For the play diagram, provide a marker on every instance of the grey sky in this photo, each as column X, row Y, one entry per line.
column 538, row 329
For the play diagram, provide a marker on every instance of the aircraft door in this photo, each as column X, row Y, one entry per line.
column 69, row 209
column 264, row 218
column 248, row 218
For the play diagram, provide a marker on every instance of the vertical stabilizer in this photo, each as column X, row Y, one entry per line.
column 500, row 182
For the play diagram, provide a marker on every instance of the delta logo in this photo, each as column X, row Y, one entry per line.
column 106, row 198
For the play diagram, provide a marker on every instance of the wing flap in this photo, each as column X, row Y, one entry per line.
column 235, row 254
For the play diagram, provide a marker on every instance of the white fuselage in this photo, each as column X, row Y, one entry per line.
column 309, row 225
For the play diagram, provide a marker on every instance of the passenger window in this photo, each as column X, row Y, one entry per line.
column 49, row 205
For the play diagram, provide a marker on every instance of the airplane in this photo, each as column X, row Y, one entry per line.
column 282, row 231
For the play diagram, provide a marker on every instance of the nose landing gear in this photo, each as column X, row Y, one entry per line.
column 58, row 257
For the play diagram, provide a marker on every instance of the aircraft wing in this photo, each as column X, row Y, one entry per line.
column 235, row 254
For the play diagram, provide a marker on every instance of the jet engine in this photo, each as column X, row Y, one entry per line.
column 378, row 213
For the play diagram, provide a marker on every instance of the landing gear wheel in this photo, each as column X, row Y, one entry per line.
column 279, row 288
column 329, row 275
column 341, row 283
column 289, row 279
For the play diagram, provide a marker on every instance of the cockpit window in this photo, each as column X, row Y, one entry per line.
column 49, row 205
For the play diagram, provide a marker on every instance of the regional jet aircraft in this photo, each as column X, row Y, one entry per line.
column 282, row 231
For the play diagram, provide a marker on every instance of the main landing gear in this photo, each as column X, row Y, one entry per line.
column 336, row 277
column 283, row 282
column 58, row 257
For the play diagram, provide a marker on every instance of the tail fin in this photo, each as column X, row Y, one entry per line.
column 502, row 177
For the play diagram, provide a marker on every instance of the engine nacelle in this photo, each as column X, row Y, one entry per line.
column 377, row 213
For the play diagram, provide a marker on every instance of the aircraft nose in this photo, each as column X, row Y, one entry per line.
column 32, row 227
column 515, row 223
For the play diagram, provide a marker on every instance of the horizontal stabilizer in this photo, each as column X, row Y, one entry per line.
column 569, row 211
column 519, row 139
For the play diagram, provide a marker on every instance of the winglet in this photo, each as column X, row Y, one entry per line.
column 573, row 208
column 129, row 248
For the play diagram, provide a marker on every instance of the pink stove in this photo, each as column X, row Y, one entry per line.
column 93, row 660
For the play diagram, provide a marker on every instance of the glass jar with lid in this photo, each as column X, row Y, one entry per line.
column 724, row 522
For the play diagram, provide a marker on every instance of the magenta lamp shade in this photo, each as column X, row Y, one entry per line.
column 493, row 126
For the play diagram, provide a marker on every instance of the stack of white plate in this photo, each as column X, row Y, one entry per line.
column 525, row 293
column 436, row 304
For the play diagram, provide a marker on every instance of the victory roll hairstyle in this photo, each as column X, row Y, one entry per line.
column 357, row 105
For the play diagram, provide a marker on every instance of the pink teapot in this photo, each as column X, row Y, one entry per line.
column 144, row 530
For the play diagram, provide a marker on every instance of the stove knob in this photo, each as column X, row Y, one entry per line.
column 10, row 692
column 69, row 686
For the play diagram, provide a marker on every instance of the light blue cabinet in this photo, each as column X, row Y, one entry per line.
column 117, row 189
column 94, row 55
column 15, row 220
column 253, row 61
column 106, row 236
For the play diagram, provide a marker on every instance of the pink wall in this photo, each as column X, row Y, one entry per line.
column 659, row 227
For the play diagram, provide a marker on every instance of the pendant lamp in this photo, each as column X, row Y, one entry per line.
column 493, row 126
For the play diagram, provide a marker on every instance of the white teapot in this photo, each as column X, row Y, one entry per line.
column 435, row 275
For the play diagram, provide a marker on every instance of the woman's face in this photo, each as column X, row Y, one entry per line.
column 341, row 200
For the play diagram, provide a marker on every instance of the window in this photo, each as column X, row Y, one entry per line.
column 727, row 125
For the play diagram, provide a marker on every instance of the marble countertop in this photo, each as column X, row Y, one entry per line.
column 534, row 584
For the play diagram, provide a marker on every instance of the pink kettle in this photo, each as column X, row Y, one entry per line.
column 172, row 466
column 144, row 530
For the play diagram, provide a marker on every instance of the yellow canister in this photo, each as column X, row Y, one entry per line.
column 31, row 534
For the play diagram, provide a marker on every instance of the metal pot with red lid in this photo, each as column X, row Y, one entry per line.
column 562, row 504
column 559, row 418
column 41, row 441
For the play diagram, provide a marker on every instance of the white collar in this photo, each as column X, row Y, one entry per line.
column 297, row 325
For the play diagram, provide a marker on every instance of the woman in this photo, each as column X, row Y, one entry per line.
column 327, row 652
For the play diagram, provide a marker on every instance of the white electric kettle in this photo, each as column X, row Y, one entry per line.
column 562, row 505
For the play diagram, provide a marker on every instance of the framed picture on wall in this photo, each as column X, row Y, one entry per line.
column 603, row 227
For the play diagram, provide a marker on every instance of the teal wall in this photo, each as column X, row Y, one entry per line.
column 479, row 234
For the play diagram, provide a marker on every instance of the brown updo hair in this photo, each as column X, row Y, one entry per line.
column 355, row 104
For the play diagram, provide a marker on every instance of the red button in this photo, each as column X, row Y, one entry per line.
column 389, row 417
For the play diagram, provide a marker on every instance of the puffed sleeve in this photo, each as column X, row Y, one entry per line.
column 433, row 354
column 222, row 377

• GOAL
Recast all of the material above as a two-column CSV with the header row instruction,response, putting each instruction's text and its answer together on one row. Enclose every field in double quotes and replace any line breaks within a field with spaces.

• THE RESULT
instruction,response
"For the play diagram, provide a marker on every instance of the grey sky in this photo, each as column X, row Y, one entry per line.","column 538, row 329"
"For the play diagram, provide a marker on every instance of the aircraft door in this photo, each as column X, row Y, one entry per line.","column 69, row 209 column 264, row 218 column 248, row 218"
"For the play diagram, provide a marker on every instance of the vertical stabilizer in this photo, each as column X, row Y, one entry per line.","column 500, row 182"
"For the play diagram, provide a marker on every instance of the delta logo in this photo, each as column X, row Y, one entry per line.","column 106, row 198"
"For the play diagram, provide a marker on every instance of the wing flap in this photo, each as column X, row Y, one entry per line.","column 235, row 254"
"For the play diagram, provide a marker on every instance of the white fuselage in this photo, each as column X, row Y, one entry per line.","column 309, row 225"
"For the play diagram, provide a marker on every instance of the passenger window in this photo, each as column X, row Y, one entry per line.","column 49, row 205"
"For the play diagram, provide a marker on every instance of the airplane in this photo, each as column X, row Y, one entry per line.","column 282, row 231"
"For the play diagram, provide a marker on every instance of the nose landing gear in this photo, each as column X, row Y, one entry per line.","column 58, row 257"
"For the play diagram, provide a marker on every instance of the aircraft wing in this photo, each as column X, row Y, one entry per line.","column 235, row 254"
"For the play diagram, provide a marker on every instance of the jet engine in this photo, each as column X, row Y, one entry per line.","column 378, row 213"
"For the play diagram, provide a marker on every instance of the landing gear wheel in this photo, each as column X, row Y, one entry per line.","column 279, row 288 column 329, row 275 column 341, row 283 column 289, row 279"
"For the play diagram, provide a marker on every instance of the cockpit window in this photo, each as column X, row Y, one entry per line.","column 49, row 205"
"For the play diagram, provide a marker on every instance of the regional jet aircraft in this photo, each as column X, row Y, one entry per line.","column 282, row 231"
"For the play diagram, provide a marker on every instance of the main landing gear in this photo, each as column X, row Y, one entry per line.","column 336, row 277 column 283, row 282 column 58, row 257"
"For the play diagram, provide a marker on every instance of the tail fin in this photo, each as column X, row Y, one entry per line.","column 502, row 177"
"For the play diagram, provide a marker on every instance of the engine nacelle in this photo, each as column X, row Y, one entry per line.","column 377, row 213"
"For the play diagram, provide a marker on every instance of the aircraft nose in this photo, each as column X, row Y, one entry per line.","column 32, row 227 column 515, row 223"
"For the play diagram, provide a marker on every instance of the horizontal stabilizer in this photo, each as column X, row Y, one entry per line.","column 569, row 211 column 519, row 139"
"For the play diagram, provide a marker on every instance of the winglet in this photo, each as column X, row Y, one entry per line.","column 573, row 208 column 129, row 248"
"For the play diagram, provide a marker on every instance of the pink stove in this photo, each as column X, row Y, one entry per line.","column 93, row 660"
"For the play diagram, provide a marker on every instance of the glass jar with lid in this photo, each as column X, row Y, one entry per line.","column 724, row 522"
"For the play diagram, provide a marker on every instance of the magenta lamp shade in this photo, each as column X, row Y, one entry per line.","column 493, row 126"
"For the play diagram, provide a marker on every instance of the stack of white plate in this photo, each as column X, row Y, one entry per line.","column 525, row 293 column 436, row 304"
"For the play diagram, provide a marker on every instance of the victory roll hairstyle in this photo, each as column X, row Y, one entry per line.","column 357, row 105"
"For the play diagram, provide a marker on every instance of the pink teapot in this photo, each as column X, row Y, one entry per line.","column 144, row 530"
"For the play diagram, provide a marker on every instance of the stove knob in this photo, each as column X, row Y, one entry per line.","column 10, row 692 column 69, row 686"
"For the play diagram, provide a marker on every instance of the light blue cabinet in this photo, each as column X, row Y, one entry per line.","column 117, row 189 column 94, row 55 column 15, row 220 column 253, row 61 column 106, row 236"
"For the play diagram, provide a marker on every instance of the pink wall in this photo, each as column X, row Y, one entry per line.","column 659, row 227"
"For the play diagram, provide a marker on every instance of the pendant lamp in this photo, each as column X, row Y, one entry per line.","column 493, row 126"
"For the play diagram, provide a marker on every instance of the white teapot in this photo, each as column X, row Y, one entry per line.","column 435, row 275"
"For the play diagram, provide a marker on every instance of the woman's face in this photo, each as column X, row Y, one entry per line.","column 341, row 200"
"For the play diagram, provide a marker on every instance of the window in this photo, each as column X, row Y, one entry per line.","column 727, row 125"
"For the play diagram, provide a marker on every instance of the marble countertop in this photo, each as column X, row Y, one entry per line.","column 534, row 584"
"For the play diagram, provide a marker on every instance of the pink kettle in this photo, each as column X, row Y, one entry per line.","column 172, row 466 column 144, row 530"
"For the play diagram, provide a marker on every instance of the yellow canister in this photo, each as column X, row Y, one entry per line.","column 31, row 534"
"For the play diagram, provide a marker on every instance of the metal pot with red lid in this photo, each as column X, row Y, one entry per line.","column 562, row 504 column 559, row 418 column 41, row 441"
"For the play diagram, provide a marker on every instance of the white collar in this photo, each as column X, row Y, one entry per line.","column 297, row 325"
"For the play diagram, provide a marker on every instance of the woman in this photo, each as column X, row Y, one entry per line.","column 327, row 652"
"For the play diagram, provide a marker on every instance of the white electric kettle in this photo, each as column X, row Y, one entry per line.","column 562, row 505"
"For the play diagram, provide a marker on every instance of the framed picture on wall in this photo, each as column X, row Y, one entry per line.","column 603, row 227"
"For the play diagram, provide a marker on every instance of the teal wall in this photo, each as column X, row Y, one entry per line.","column 479, row 234"
"For the play diagram, provide a marker on every instance of the brown updo hair in this photo, each as column X, row Y, one entry per line.","column 355, row 104"
"For the play diagram, provide a marker on every instance of the red button in this photo, each as column X, row Y, one entry per line.","column 389, row 417"
"For the play diagram, provide a marker on every instance of the puffed sleeve in this photo, each as column X, row Y, one entry per line.","column 433, row 354 column 222, row 377"